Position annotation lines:
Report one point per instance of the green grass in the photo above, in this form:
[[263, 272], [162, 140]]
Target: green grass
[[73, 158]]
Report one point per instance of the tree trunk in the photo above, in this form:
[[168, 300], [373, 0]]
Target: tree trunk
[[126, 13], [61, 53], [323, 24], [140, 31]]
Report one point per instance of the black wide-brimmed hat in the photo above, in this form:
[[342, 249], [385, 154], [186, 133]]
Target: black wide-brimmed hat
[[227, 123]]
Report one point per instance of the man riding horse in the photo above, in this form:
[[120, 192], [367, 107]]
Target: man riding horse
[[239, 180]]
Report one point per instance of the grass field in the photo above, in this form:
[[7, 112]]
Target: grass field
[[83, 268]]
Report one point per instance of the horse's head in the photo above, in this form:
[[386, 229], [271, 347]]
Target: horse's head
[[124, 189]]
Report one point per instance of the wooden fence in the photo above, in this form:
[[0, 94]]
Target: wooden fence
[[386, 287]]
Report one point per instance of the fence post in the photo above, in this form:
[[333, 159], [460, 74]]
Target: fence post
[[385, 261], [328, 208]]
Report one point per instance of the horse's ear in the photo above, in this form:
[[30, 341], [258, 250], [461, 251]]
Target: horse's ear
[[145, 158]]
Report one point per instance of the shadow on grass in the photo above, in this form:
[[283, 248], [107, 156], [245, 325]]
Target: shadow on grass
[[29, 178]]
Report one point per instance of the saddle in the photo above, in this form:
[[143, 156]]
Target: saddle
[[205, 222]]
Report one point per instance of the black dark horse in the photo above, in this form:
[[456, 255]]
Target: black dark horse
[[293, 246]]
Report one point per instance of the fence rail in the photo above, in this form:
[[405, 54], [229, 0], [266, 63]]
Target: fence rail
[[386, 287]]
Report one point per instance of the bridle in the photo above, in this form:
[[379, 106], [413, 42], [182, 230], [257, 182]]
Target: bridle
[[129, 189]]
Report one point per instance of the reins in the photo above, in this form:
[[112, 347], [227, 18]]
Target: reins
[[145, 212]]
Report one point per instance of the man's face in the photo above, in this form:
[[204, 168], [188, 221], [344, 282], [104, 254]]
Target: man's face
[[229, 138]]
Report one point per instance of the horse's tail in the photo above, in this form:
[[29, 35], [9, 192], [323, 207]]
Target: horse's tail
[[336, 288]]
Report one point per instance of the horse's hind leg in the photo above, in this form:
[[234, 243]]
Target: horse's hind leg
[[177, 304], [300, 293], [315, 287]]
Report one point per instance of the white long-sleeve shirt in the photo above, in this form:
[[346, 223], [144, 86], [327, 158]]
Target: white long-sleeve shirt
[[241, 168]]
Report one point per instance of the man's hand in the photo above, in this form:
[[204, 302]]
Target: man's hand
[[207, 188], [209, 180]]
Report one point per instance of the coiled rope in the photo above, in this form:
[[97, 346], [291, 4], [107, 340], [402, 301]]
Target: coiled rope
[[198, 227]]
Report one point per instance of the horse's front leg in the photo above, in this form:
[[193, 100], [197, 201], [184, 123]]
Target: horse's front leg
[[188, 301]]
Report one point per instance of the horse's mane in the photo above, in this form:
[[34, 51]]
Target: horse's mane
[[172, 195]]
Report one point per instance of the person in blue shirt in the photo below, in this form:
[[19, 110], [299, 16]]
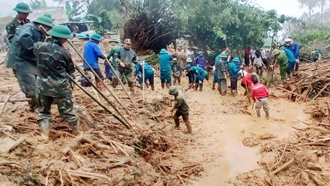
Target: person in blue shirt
[[292, 60], [234, 68], [92, 53], [148, 74], [165, 68], [294, 48], [200, 74]]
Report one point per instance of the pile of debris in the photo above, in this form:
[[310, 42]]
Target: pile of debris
[[105, 154], [301, 159], [312, 82]]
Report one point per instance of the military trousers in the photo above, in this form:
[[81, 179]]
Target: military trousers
[[64, 105], [28, 84]]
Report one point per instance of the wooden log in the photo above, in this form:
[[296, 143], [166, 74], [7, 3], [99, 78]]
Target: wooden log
[[284, 166], [16, 144]]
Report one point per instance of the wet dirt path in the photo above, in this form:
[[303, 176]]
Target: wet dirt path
[[220, 131]]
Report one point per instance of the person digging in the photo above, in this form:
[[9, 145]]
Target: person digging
[[181, 108], [260, 95]]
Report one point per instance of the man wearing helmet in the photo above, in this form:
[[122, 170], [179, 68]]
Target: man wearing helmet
[[294, 48], [54, 87], [22, 59], [23, 10]]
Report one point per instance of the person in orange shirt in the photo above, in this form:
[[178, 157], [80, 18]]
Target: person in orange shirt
[[260, 95]]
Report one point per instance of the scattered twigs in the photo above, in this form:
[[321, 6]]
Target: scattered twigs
[[16, 144], [99, 103], [284, 166]]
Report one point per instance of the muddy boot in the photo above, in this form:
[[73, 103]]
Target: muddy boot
[[267, 114], [75, 127], [258, 113], [177, 124], [44, 124], [201, 87], [189, 128]]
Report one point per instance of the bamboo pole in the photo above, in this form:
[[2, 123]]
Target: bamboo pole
[[104, 107], [97, 76], [121, 83], [101, 93]]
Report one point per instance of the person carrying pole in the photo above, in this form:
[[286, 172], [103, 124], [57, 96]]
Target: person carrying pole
[[54, 87], [22, 59], [148, 74], [165, 68], [126, 58], [181, 108], [92, 52]]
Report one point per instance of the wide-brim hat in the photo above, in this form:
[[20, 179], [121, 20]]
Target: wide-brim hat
[[44, 21]]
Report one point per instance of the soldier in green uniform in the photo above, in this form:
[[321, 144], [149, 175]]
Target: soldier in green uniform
[[22, 59], [54, 87], [126, 58], [181, 107], [23, 10]]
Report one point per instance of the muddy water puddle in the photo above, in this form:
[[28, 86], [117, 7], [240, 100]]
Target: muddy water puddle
[[237, 158]]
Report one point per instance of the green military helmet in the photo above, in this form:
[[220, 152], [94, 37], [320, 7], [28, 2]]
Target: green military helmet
[[48, 15], [44, 21], [60, 31], [22, 7], [173, 90]]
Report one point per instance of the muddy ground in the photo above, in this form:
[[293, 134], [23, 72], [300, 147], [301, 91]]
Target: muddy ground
[[229, 144]]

* _Exercise requirements_
Rewrite the lines above as a numbered list and drop any blank lines. Keep the pictures out of your answer.

* _Response below_
1. Report one point per instance of the green grass in the photo above, in this form:
2. [[263, 272], [162, 140]]
3. Target: green grass
4. [[73, 158]]
5. Report one point per instance of the tree trunk in the photo above, in this form:
6. [[168, 300], [373, 0]]
7. Target: tree trunk
8. [[126, 13], [61, 53], [323, 24], [140, 31]]
9. Report one point per instance of the black wide-brimmed hat in the photo above, in this form:
10. [[342, 249], [385, 154], [186, 133]]
11. Target: black wide-brimmed hat
12. [[227, 123]]
13. Report one point per instance of the man riding horse in the photo above, in this form:
14. [[120, 192], [367, 107]]
15. Target: man riding horse
16. [[239, 180]]
17. Report one point per instance of the grass field in the photo above, in this form:
18. [[7, 112]]
19. Target: grass field
20. [[83, 268]]
21. Report one point per instance of the horse's head in the photo above, in this form:
22. [[386, 229], [271, 347]]
23. Target: horse's head
24. [[124, 189]]
25. Report one point per instance of the wooden fence in the photo above, in this form:
26. [[0, 94]]
27. Target: wooden fence
28. [[386, 287]]
29. Report one point per instance of the fence post in the photo above, in this form:
30. [[333, 159], [460, 74]]
31. Target: fence post
32. [[385, 261], [328, 208]]
33. Report one point per instance of the horse's ear in the photo above, in this form:
34. [[30, 341], [258, 250], [461, 251]]
35. Target: horse's ear
36. [[145, 158]]
37. Report one point per instance of the shadow on grass in the photo above, in this form:
38. [[283, 248], [107, 156], [245, 325]]
39. Target: shadow on grass
40. [[29, 178]]
41. Report one point per instance of the saddle in the photo above, in this form:
42. [[143, 156]]
43. Target: saddle
44. [[205, 222]]
45. Report one point per instance of the black dark horse in the photo above, in this form:
46. [[456, 255]]
47. Target: black dark horse
48. [[293, 246]]
49. Report one point per instance of the fence rail in the photo above, in this form:
50. [[405, 54], [229, 0], [266, 63]]
51. Target: fence rail
52. [[386, 287]]
53. Report one point per instance of the bridle in the photo above, in this form:
54. [[379, 106], [413, 42], [182, 230], [257, 182]]
55. Target: bridle
56. [[129, 189]]
57. Report one point per instance of the reins in the photo above, in this form:
58. [[112, 347], [227, 18]]
59. Target: reins
60. [[145, 212]]
61. Report one point per instance of the man's face in the photo above, in this form:
62. [[204, 168], [188, 221], [344, 282], [104, 254]]
63. Target: man's face
64. [[229, 138]]
65. Report one point per instance of the horse's tail in the photo above, in this form:
66. [[29, 35], [9, 192], [323, 207]]
67. Target: horse's tail
68. [[336, 288]]
69. Report one point per instance of the horse's hind leg in the photo above, in this form:
70. [[234, 243]]
71. Target: horse's hind leg
72. [[177, 304], [300, 293], [315, 287]]
73. Report one point per instance of the white long-sleeve shirt in the photo above, in this form:
74. [[346, 223], [144, 86], [327, 158]]
75. Target: white long-sleeve shirt
76. [[241, 168]]
77. Report one point per instance of the man's hand in the photo above, in this form:
78. [[204, 302]]
79. Target: man's hand
80. [[207, 188], [209, 180]]
81. Report one point per instance of the coiled rope in the photo above, in this form:
82. [[97, 346], [291, 4], [107, 340], [402, 301]]
83. Target: coiled rope
84. [[198, 227]]
85. Report one point per instance of the horse's front leg in the photo above, in this form:
86. [[193, 100], [197, 201], [184, 123]]
87. Target: horse's front leg
88. [[188, 301]]
89. Report one point per instance of the horse's mane in the photo above, in this form:
90. [[34, 51]]
91. Target: horse's mane
92. [[172, 195]]
93. Report one point per instance of the person in blue shirt in the photo below, in this form:
94. [[19, 110], [299, 16]]
95. Target: person in blue shirt
96. [[292, 60], [234, 68], [92, 53], [148, 74], [165, 68], [294, 48], [200, 74]]
97. Report one point per instance of the pile of debris in the photo above, in this form:
98. [[310, 42]]
99. Target: pile of debris
100. [[105, 154], [301, 159], [312, 82]]
101. Report one point per instance of the military trousers in the photo above, in this form:
102. [[81, 179]]
103. Target: military trousers
104. [[64, 105], [28, 84]]
105. Report one point per instance of the wooden log in the photo above, in this form:
106. [[296, 143], [166, 74], [7, 3], [99, 78]]
107. Target: wooden log
108. [[284, 166], [16, 144]]
109. Report one point per instance of the wet dirt path in the photo above, in this form:
110. [[303, 176]]
111. Target: wet dirt path
112. [[220, 131]]
113. Report one point per instance of the person digging in the photo above, in this form:
114. [[9, 145]]
115. Target: person digging
116. [[181, 108], [260, 95]]
117. Report one point per instance of the man wearing helmet in the photo above, in this form:
118. [[122, 170], [179, 68]]
119. Target: man wearing helmet
120. [[294, 48], [54, 87], [22, 59], [23, 10]]
121. Report one point per instance of the person in orange shirt in the photo above, in this form:
122. [[178, 157], [80, 18]]
123. Target: person in orange shirt
124. [[260, 95]]
125. Report one point per instance of the scattered twigs in the photo above, in this form:
126. [[321, 6]]
127. Target: scattered twigs
128. [[16, 144], [99, 103], [284, 166]]
129. Report one point per instance of the muddy boot in the photo above, in this form:
130. [[73, 103]]
131. Target: muddy boot
132. [[267, 114], [75, 127], [258, 113], [177, 124], [44, 124], [201, 87], [189, 128]]
133. Report one point per instance of the bamboo pole in the photo above, in this form:
134. [[2, 123]]
135. Target: bamboo pole
136. [[104, 107], [97, 76], [121, 83], [101, 93]]
137. Report one point per instance of the person carrying pole in the photo above, in this form:
138. [[286, 172], [103, 124], [57, 96]]
139. Target: person carrying pole
140. [[54, 87], [22, 59], [148, 74], [165, 68], [126, 58], [181, 108], [92, 52]]
141. Report one point per instance of the wide-brim hat in the photo above, in this form:
142. [[20, 179], [121, 20]]
143. Target: wide-brim hat
144. [[44, 21]]
145. Report one point per instance of the soldier in green uniform in the photo above, in this form:
146. [[321, 144], [149, 175]]
147. Target: soldier in green uniform
148. [[22, 59], [54, 87], [126, 58], [181, 107], [23, 10]]
149. Report one point per instance of the muddy water puddle in the photo above, in this form:
150. [[28, 86], [117, 7], [240, 100]]
151. Target: muddy water puddle
152. [[237, 158]]
153. Report one point per instance of the green military helmet in the photo above, in this form:
154. [[220, 152], [94, 37], [320, 7], [28, 2]]
155. Target: green military helmet
156. [[48, 15], [44, 21], [60, 31], [22, 7], [173, 90]]
157. Report one point per instance of the muddy ground in the photo above, in this form:
158. [[293, 134], [23, 72], [300, 147], [301, 91]]
159. Target: muddy ground
160. [[229, 144]]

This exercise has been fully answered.